-- start of PAGE EXTRACT --

Mr. Harry E. Taylor, Jr., Washington, D. C., with whom Mr. Robert S. Ernst, Washington, D. C., was on the brief, for appellant.

Mr. Raymond S. Smethurst, Washington, D. C., for appellee.

Before EDGERTON, BAZELON, and FAHY, Circuit Judges.

EDGERTON, Circuit Judge.


Thomasville Chair Company sold goods at various times to Curtis Brothers, Inc., "2% 30, net 60." When Thomasville sued Curtis for the price Curtis pleaded the statute of limitations. We agree with the District Court that Thomasville was entitled to summary judgment.

Though Curtis denies it, the meaning of the quoted terms is plain. In the absence of an agreement, of which there is no evidence, to treat them as meaning something different, they plainly mean that the purchaser is entitled to 60 days credit but can earn a discount by paying in 30 days. The earliest sales involved in this suit were made on October 5, 1956. Because the 60-day credit on those sales did not expire until December 4, 1956, no suit could have been brought before that date. The applicable statute of limitations is three years. This suit was brought December 2, 1959, which was within the three-year period.

Because Thomasville demanded payment less than 60 days after some of the sales were made, though more than 60 days after others, Curtis contends the meaning of the credit terms was a disputed question of fact. We disagree.

-- end of PAGE EXTRACT --

■ BRIEF 1
According to the court opinion, on what date was this suit brought?
■ BRIEF 2
Reproduce the passage of the court opinion starting at "Before EDGERTON, BAZELON, and" and ending at "to summary judgment.".
■ BRIEF 3
Render this sentence from the court opinion in Spanish: "The applicable statute of limitations is three years."

-- start of ROWS --

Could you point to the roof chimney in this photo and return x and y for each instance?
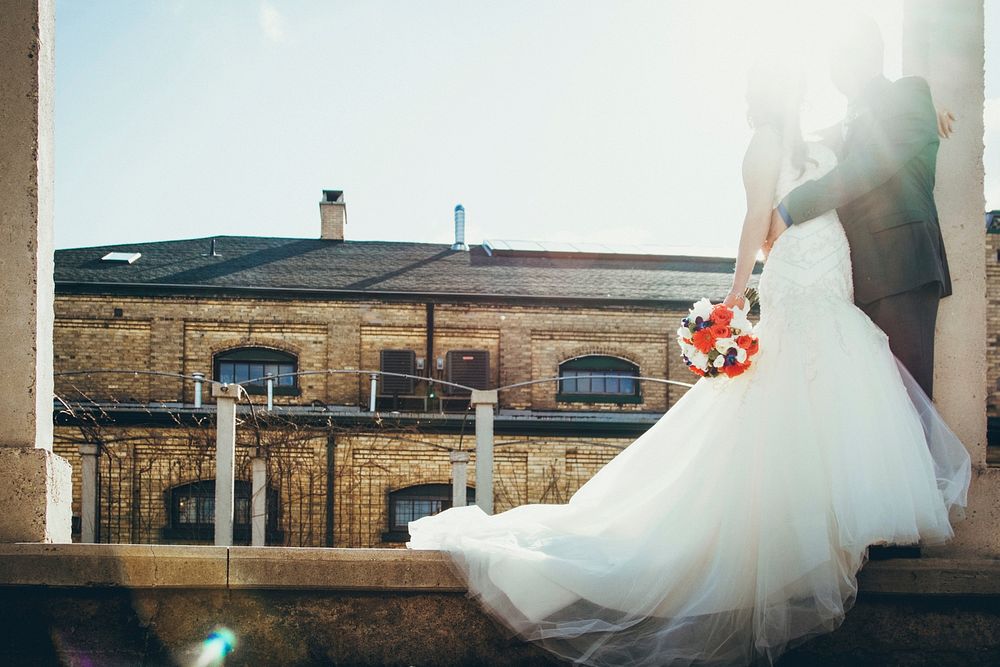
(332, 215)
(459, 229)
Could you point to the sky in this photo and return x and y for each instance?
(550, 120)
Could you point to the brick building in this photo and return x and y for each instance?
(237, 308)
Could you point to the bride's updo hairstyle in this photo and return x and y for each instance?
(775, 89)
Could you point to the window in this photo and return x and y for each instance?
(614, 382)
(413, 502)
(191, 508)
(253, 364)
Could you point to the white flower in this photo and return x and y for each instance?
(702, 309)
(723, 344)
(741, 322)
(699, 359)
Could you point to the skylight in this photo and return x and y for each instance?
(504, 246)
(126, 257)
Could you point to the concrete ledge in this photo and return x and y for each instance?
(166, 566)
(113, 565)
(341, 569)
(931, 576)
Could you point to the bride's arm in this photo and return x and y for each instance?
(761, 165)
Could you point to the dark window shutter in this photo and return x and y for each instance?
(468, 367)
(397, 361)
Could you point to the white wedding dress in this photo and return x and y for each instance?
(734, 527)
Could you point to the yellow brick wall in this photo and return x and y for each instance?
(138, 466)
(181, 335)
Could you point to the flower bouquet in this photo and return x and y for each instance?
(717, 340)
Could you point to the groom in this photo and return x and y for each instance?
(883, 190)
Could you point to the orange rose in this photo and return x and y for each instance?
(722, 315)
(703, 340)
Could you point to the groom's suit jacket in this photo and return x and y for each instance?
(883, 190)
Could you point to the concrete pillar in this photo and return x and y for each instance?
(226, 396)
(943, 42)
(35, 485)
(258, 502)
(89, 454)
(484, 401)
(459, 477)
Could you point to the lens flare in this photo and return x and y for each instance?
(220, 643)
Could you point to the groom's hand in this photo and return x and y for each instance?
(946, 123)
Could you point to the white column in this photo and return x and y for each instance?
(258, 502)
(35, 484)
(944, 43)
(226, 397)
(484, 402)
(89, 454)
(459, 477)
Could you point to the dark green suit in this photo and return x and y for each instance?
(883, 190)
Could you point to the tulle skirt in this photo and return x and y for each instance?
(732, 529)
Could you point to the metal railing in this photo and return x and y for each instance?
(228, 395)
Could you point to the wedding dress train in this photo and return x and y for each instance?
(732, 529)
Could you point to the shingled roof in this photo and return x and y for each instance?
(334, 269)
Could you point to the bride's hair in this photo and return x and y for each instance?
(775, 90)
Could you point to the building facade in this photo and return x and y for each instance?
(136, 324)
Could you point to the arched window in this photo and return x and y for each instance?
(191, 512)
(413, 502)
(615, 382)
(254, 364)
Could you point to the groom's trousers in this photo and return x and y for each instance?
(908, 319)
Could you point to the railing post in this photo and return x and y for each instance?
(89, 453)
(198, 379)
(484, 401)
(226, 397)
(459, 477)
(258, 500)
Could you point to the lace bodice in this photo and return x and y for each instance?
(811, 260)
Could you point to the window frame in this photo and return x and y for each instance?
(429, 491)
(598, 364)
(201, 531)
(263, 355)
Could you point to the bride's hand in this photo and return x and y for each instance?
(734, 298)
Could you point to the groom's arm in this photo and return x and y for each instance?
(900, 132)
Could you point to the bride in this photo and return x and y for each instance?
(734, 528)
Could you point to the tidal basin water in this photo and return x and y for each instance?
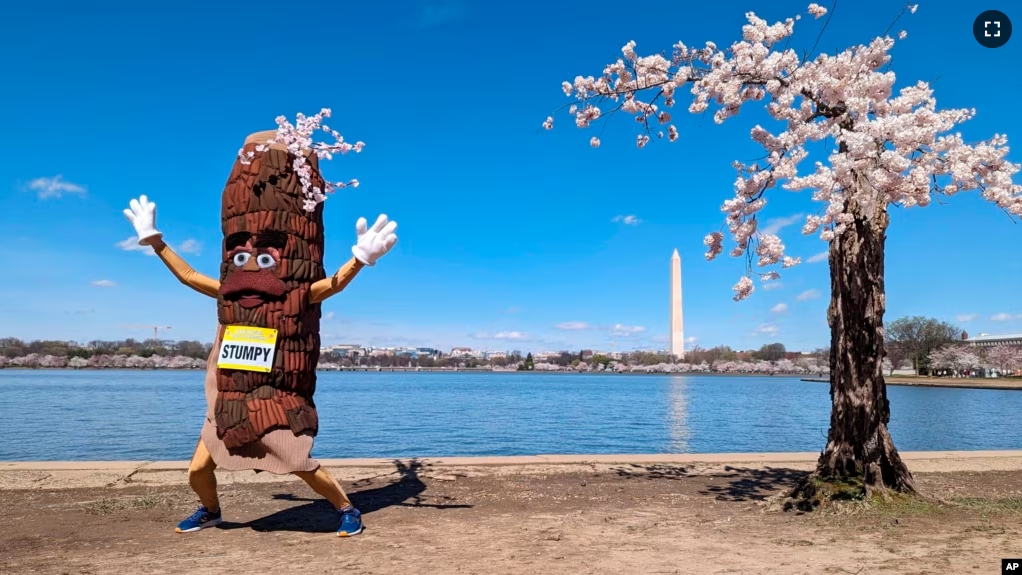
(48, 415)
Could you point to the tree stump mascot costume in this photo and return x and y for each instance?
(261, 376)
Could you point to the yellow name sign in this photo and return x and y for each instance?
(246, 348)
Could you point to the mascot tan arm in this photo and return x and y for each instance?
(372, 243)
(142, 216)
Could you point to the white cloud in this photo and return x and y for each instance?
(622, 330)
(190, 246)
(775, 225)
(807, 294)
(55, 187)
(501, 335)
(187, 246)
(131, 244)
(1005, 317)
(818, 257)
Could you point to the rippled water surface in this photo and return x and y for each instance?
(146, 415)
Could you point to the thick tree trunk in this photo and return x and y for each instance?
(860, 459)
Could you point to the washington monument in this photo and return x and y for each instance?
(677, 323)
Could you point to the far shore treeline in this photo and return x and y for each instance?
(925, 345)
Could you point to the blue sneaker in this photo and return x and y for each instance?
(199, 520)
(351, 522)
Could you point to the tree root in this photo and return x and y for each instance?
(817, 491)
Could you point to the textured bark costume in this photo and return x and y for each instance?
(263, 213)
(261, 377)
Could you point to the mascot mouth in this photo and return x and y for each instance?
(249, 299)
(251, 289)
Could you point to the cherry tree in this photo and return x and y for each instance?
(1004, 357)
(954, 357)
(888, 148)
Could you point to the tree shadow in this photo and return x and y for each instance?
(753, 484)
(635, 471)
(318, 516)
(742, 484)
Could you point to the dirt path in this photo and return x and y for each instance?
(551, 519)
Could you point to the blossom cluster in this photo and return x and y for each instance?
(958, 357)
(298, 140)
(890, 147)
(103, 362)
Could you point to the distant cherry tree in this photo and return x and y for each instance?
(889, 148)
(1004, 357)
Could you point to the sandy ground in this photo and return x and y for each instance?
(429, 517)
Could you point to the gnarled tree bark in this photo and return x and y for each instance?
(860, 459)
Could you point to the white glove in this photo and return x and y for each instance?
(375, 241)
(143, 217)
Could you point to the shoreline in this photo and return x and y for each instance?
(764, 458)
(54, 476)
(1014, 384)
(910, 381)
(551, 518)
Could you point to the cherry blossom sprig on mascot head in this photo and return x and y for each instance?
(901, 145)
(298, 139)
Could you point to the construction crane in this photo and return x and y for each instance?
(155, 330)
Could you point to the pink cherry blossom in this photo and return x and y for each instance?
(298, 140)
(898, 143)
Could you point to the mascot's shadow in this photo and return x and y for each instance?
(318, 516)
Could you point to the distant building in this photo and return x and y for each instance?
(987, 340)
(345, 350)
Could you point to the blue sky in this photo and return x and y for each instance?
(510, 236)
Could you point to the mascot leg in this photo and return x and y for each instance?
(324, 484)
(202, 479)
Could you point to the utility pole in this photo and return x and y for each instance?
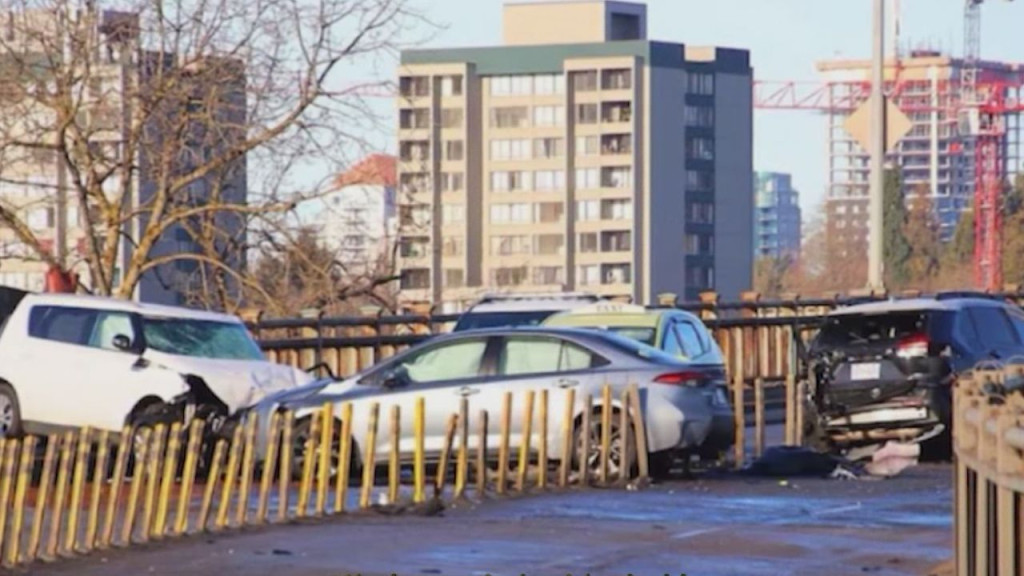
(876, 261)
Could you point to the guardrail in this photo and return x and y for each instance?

-- end of ROWS --

■ FULL OUTPUT 1
December 2, 1959

■ FULL OUTPUT 2
Before EDGERTON, BAZELON, and FAHY, Circuit Judges.

EDGERTON, Circuit Judge.


Thomasville Chair Company sold goods at various times to Curtis Brothers, Inc., "2% 30, net 60." When Thomasville sued Curtis for the price Curtis pleaded the statute of limitations. We agree with the District Court that Thomasville was entitled to summary judgment.

■ FULL OUTPUT 3
El plazo de prescripción aplicable es de tres años.